(READING TEXT):
------------------------------------------------------------
Did it become sacred? I think it became enchanting, but there is an electric fence around the sacred which a slimy rapist cannot penetrate. I think H.H. talked himself out of his moral obligation as an adult, and, Baptistly speaking, because he felt so guilty—enough so that he would traverse the US in it’s entirety, twice—he was aware of the fissure between his actions and morality. This is where I may have to break with Scarry, although I have not yet finished the book. I don’t think all types of beauty confer with morality. I think the sacred implies that which is moral. In Odysseus’s case, he may have felt stunned by the child because he was on dry land again, because she was innocent, because he wanted to violate her and that may, for some, be beautiful. There’s no accounting for taste. But the difference between him and Humbert is that H. acted on his impulse.

2. See above.

3. I renew my claim that one cannot harm others in the name of beauty. Having broken with the ever appealing malediction of my Baptist baptism and taken up with a Hindu interpretation of Buddhist Daoism (erg), I think it wrong to harm others. I carry spiders outside, down six flights of stairs in the winter. I believe that were beauty and morality to converge on a topic where the harm of another living being was in question, I might question the morality at work. Or, as often happens in the “Justice,” better yet, the Penal System, the life of an “immoral” person is placed below the life of a “moral” person. In this case I would opt for a minimalist’s morality in which one of the less-than-10 commandments would be “Thou shall not harm other living beings” even to save thy own damn life. I don’t give a rat’s butt if Humbert’s actions saved his life. He killed Lolita, in a very real sense.
------------------------------------------------------------
(DATASET EXTRACT):
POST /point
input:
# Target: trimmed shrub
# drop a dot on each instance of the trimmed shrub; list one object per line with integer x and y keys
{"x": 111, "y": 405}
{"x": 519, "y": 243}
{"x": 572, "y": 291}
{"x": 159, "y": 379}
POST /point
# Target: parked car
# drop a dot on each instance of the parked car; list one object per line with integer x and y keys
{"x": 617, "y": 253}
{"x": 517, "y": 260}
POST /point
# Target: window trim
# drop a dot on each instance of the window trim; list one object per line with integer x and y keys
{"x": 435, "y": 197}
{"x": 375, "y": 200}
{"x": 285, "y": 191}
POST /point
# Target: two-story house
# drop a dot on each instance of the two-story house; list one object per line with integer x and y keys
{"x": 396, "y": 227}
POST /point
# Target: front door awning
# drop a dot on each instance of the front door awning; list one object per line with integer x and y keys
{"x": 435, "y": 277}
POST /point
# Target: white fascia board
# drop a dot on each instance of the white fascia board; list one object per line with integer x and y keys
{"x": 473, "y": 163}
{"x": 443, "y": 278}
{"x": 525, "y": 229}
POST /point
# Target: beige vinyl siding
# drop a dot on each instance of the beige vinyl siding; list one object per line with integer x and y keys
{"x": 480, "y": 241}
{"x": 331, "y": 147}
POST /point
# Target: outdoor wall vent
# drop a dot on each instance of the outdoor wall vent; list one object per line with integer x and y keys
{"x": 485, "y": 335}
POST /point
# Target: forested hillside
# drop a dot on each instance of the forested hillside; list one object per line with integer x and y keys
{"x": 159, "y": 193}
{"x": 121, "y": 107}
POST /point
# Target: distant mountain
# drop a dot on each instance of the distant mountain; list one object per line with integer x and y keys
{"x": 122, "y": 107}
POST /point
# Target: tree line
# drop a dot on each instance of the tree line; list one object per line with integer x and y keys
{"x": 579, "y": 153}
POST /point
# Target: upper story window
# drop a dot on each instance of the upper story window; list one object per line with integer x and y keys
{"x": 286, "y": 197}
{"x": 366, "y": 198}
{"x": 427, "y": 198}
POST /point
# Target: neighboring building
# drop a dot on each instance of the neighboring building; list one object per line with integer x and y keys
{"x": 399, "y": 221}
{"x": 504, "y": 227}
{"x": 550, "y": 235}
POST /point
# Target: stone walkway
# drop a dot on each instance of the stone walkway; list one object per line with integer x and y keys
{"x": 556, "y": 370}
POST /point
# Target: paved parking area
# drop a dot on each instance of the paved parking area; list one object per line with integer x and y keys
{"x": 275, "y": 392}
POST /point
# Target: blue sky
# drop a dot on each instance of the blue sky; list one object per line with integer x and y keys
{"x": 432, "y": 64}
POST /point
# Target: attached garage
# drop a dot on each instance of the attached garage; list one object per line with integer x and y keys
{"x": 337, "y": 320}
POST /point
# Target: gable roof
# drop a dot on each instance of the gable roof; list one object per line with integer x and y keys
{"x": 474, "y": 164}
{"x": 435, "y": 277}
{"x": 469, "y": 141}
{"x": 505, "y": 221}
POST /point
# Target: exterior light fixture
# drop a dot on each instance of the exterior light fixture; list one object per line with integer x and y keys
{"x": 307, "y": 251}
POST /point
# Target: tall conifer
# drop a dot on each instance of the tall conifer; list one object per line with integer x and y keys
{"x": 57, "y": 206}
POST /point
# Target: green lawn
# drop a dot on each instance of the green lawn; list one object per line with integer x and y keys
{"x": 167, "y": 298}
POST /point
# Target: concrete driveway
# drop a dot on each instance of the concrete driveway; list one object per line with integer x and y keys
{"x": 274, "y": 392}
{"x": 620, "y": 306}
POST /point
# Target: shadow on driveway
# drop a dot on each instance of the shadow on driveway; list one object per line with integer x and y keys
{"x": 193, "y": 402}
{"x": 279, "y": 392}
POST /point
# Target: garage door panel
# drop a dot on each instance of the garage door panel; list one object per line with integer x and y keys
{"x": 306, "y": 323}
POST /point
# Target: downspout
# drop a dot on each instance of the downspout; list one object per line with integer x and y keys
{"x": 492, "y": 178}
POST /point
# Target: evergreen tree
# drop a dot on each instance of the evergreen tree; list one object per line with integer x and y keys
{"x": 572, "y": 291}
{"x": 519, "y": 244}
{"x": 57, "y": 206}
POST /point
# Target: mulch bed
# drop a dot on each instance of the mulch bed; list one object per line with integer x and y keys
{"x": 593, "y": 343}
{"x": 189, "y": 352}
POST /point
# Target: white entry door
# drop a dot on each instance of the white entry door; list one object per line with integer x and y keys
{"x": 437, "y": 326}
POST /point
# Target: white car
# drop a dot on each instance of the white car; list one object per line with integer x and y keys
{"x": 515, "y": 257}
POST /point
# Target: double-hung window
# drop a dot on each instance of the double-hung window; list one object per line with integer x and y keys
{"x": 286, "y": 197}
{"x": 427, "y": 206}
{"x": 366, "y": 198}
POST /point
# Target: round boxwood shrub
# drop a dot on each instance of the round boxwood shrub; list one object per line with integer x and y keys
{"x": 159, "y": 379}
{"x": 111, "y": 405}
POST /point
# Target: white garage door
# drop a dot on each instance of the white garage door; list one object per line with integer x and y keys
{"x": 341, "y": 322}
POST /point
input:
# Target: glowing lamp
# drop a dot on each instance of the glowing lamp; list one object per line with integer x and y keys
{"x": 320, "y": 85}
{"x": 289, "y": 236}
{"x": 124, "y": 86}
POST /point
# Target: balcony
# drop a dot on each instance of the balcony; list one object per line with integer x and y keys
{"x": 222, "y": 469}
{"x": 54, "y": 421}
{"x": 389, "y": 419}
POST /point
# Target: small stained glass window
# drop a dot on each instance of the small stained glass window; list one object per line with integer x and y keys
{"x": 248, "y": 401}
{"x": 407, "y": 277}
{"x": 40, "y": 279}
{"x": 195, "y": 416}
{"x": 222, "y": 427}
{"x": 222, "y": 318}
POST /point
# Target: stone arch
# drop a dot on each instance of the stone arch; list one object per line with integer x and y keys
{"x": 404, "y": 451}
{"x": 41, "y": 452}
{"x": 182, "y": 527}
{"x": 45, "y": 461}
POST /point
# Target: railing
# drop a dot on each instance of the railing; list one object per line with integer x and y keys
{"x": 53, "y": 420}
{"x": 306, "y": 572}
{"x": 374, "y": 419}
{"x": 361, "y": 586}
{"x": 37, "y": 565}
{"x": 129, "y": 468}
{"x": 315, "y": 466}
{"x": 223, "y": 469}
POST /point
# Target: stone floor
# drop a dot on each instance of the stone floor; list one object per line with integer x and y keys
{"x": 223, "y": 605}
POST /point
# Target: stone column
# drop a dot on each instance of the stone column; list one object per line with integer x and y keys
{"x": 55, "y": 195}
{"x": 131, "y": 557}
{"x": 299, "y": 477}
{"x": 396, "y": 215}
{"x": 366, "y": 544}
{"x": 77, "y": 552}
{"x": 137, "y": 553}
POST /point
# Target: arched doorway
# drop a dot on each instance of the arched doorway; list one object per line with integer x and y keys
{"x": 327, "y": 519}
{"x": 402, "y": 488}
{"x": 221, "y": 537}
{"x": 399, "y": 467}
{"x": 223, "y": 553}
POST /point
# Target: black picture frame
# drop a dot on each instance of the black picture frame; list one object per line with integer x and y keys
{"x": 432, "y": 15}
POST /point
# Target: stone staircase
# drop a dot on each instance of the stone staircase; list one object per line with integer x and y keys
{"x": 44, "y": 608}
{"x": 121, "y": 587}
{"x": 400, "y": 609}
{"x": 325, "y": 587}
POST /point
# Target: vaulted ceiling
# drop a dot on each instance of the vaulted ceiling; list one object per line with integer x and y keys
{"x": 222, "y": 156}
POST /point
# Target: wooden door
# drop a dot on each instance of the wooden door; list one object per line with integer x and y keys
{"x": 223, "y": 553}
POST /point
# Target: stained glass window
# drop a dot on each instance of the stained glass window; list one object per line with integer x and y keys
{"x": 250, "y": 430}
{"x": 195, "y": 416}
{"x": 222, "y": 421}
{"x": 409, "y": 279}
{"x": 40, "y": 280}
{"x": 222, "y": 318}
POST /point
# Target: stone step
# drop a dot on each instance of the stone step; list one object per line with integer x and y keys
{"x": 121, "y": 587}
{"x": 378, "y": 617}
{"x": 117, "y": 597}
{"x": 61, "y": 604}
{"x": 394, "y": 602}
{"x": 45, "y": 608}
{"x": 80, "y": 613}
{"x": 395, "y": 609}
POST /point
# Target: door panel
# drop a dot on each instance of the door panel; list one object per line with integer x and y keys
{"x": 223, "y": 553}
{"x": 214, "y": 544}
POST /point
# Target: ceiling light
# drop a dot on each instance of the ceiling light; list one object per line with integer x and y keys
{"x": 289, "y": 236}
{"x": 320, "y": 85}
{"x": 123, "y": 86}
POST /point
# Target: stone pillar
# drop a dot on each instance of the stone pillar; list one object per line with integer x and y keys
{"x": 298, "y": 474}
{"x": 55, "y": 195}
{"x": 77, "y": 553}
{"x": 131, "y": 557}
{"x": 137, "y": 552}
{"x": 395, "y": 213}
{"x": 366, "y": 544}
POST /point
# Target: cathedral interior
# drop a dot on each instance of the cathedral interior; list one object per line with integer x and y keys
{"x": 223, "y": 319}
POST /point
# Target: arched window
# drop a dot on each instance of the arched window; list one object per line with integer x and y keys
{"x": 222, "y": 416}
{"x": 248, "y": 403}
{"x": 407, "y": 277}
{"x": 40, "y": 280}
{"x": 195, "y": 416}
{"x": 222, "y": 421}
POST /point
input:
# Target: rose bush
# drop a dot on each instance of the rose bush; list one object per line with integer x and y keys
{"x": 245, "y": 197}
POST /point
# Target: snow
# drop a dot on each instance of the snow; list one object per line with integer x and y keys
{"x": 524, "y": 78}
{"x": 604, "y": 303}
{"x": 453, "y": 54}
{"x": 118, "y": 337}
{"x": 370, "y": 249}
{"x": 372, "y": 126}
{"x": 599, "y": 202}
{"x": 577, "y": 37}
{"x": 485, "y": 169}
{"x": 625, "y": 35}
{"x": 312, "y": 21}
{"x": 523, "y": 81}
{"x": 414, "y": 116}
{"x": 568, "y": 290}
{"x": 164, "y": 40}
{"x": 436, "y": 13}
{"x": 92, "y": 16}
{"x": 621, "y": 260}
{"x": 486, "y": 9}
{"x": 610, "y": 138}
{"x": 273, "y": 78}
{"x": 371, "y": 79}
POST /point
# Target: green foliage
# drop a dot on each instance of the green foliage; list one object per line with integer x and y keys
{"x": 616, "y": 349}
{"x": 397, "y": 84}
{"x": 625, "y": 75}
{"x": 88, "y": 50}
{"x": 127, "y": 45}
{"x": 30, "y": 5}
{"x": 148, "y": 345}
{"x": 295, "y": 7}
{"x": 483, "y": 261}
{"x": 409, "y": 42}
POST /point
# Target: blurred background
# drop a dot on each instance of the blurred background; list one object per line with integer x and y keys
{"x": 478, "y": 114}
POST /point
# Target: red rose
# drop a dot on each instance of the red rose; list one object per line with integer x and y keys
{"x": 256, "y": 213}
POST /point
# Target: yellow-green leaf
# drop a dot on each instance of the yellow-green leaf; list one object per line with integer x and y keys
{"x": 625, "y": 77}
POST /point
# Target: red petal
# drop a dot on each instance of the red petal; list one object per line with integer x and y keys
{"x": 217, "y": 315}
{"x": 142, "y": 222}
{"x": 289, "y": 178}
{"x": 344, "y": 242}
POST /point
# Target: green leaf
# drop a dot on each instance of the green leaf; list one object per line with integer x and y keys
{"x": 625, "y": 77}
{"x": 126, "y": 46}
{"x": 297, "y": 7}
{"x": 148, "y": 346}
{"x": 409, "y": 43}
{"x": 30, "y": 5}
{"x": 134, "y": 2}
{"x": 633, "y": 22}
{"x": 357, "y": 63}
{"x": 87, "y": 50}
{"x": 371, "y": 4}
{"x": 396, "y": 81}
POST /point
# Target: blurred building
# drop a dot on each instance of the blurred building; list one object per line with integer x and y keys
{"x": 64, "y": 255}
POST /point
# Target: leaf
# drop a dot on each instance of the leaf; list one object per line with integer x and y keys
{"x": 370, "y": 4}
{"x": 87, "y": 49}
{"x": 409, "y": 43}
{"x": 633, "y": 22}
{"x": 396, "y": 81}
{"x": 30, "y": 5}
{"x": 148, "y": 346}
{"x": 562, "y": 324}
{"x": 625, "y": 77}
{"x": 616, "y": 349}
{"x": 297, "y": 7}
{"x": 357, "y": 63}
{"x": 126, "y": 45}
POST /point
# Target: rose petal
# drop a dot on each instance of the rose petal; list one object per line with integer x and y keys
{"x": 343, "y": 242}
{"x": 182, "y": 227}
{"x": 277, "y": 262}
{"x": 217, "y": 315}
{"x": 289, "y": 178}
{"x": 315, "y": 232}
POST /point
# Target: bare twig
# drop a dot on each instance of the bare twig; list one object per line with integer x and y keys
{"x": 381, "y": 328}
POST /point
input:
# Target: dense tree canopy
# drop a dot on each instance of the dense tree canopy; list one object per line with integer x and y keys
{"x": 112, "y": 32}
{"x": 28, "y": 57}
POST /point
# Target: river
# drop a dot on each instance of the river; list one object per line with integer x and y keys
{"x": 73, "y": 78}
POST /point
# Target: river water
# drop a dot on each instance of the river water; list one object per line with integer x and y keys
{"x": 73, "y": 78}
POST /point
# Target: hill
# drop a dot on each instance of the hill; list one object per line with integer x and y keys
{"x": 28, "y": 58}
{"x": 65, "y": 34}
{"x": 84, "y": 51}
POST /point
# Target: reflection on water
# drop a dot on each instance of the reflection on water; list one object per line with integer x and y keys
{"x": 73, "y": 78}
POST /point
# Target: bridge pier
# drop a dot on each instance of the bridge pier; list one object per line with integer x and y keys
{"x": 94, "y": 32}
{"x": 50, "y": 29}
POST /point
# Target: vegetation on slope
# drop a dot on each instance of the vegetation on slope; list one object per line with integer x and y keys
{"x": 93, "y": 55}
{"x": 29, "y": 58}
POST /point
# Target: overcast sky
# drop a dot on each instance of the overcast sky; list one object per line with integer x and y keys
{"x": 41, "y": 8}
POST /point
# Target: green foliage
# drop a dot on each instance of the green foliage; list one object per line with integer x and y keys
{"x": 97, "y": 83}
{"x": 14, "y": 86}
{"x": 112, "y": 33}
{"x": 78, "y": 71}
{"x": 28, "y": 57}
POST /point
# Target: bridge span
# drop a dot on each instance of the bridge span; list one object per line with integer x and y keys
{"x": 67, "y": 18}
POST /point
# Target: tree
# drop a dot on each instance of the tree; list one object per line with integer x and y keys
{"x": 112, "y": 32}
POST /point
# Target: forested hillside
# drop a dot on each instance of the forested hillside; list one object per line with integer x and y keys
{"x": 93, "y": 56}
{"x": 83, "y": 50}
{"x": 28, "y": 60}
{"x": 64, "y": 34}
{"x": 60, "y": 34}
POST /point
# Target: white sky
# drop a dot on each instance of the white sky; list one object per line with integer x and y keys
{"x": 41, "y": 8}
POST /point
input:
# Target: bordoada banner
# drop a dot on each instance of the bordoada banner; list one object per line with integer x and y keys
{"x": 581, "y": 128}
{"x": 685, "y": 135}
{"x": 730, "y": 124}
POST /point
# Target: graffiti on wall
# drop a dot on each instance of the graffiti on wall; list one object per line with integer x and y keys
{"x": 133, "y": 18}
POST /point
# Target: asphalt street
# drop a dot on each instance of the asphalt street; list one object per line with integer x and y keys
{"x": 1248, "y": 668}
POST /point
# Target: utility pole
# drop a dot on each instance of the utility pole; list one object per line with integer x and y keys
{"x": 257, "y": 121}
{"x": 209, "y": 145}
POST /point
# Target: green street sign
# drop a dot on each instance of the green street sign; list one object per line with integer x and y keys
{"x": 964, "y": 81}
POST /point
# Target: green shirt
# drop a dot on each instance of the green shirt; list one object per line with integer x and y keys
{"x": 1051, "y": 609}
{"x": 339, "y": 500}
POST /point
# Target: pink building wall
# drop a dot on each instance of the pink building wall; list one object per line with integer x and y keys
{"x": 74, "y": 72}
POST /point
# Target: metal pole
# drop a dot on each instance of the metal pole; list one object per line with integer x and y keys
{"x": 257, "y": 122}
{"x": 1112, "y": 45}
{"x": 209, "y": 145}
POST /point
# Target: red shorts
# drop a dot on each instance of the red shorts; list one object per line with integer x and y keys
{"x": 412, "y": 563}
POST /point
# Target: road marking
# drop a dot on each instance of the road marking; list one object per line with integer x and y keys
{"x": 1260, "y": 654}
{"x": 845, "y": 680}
------------------------------------------------------------
(TASK INSTRUCTIONS):
1/ Update the essay on beauty and morality by giving its passage again, starting at "Did it become" and ending at "on his impulse.", with "Odysseus" replaced by "Ulysses".
2/ Translate this sentence from the essay on beauty and morality into Spanish: "I carry spiders outside, down six flights of stairs in the winter."

(ANSWERS BY ITEM NUMBER):
1/
Did it become sacred? I think it became enchanting, but there is an electric fence around the sacred which a slimy rapist cannot penetrate. I think H.H. talked himself out of his moral obligation as an adult, and, Baptistly speaking, because he felt so guilty—enough so that he would traverse the US in it’s entirety, twice—he was aware of the fissure between his actions and morality. This is where I may have to break with Scarry, although I have not yet finished the book. I don’t think all types of beauty confer with morality. I think the sacred implies that which is moral. In Ulysses’s case, he may have felt stunned by the child because he was on dry land again, because she was innocent, because he wanted to violate her and that may, for some, be beautiful. There’s no accounting for taste. But the difference between him and Humbert is that H. acted on his impulse.

2/ Llevo las arañas afuera, bajando seis tramos de escaleras en invierno.